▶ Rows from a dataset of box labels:
○ ○ ○ ○

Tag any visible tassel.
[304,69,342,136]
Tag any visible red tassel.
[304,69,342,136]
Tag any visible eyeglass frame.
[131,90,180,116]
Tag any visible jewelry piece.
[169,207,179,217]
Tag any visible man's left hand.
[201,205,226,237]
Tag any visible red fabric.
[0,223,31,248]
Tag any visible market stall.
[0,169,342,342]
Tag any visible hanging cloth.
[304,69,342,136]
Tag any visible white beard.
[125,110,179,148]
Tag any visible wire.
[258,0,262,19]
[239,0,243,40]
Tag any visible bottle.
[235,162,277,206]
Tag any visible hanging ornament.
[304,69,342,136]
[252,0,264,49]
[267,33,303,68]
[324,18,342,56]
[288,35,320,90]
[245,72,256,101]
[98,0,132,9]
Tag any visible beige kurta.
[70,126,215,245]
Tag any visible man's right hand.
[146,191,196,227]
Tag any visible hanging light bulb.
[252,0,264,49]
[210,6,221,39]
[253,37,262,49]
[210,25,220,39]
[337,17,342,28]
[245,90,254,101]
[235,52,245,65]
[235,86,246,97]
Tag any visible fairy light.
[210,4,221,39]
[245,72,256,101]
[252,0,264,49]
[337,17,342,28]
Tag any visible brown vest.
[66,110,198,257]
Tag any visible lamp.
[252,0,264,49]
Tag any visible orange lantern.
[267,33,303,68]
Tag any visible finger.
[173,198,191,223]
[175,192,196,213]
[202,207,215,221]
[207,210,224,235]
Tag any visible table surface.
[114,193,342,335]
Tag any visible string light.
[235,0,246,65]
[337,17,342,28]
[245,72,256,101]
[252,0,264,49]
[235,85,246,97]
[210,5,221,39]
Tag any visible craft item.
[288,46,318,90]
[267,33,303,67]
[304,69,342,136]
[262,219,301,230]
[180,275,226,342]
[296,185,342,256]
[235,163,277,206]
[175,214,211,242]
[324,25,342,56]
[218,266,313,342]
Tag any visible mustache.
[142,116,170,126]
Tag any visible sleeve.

○ ○ ○ ○

Rewrite the entire listing, changing every "Tag" to "Mark" and leaving everything else unchanged.

Mark any visible tassel.
[304,69,342,136]
Mark any visible red tassel.
[304,69,342,136]
Mark any visible eyeglass frame.
[131,90,180,116]
Mark any visible jewelry piece.
[169,207,179,217]
Mark any visible man's left hand.
[201,205,226,237]
Mark any visible red fabric.
[0,223,31,248]
Mark any visible market stall.
[0,169,342,342]
Mark any visible hanging cloth.
[304,69,342,136]
Mark any visible white beard.
[125,110,179,148]
Mark any visible wire.
[258,0,262,19]
[239,0,243,40]
Mark any visible bottle.
[235,162,277,206]
Mark any visible hanging ornament.
[304,69,342,136]
[252,0,264,49]
[267,33,303,68]
[324,18,342,56]
[288,35,320,90]
[245,72,256,101]
[98,0,132,9]
Mark any visible beige kurta.
[70,126,215,245]
Mark any visible man's right hand.
[146,191,196,227]
Mark any visible hanging light bulb.
[252,0,264,49]
[210,6,221,39]
[253,37,262,49]
[210,25,220,39]
[337,17,342,28]
[245,90,254,101]
[235,52,245,65]
[235,86,246,97]
Mark any visible fairy light.
[210,4,221,39]
[245,72,256,101]
[252,0,264,49]
[337,17,342,28]
Mark any visible brown vest.
[66,110,198,257]
Mark any visible lamp.
[252,0,264,49]
Mark any visible orange lantern.
[267,33,303,68]
Mark any visible finger.
[173,198,191,223]
[175,192,196,213]
[202,207,215,221]
[207,210,224,235]
Mark any visible table surface.
[114,193,342,335]
Mark any visible string light.
[235,0,246,65]
[337,17,342,28]
[245,72,256,101]
[252,0,264,49]
[235,85,246,97]
[210,5,221,39]
Mark any visible craft item.
[288,46,318,90]
[267,33,303,67]
[304,69,342,136]
[262,219,301,230]
[180,275,226,342]
[296,185,342,256]
[235,163,277,206]
[175,214,211,242]
[324,25,342,56]
[218,266,313,342]
Mark any visible mustache.
[142,116,170,126]
Mark any visible sleeve.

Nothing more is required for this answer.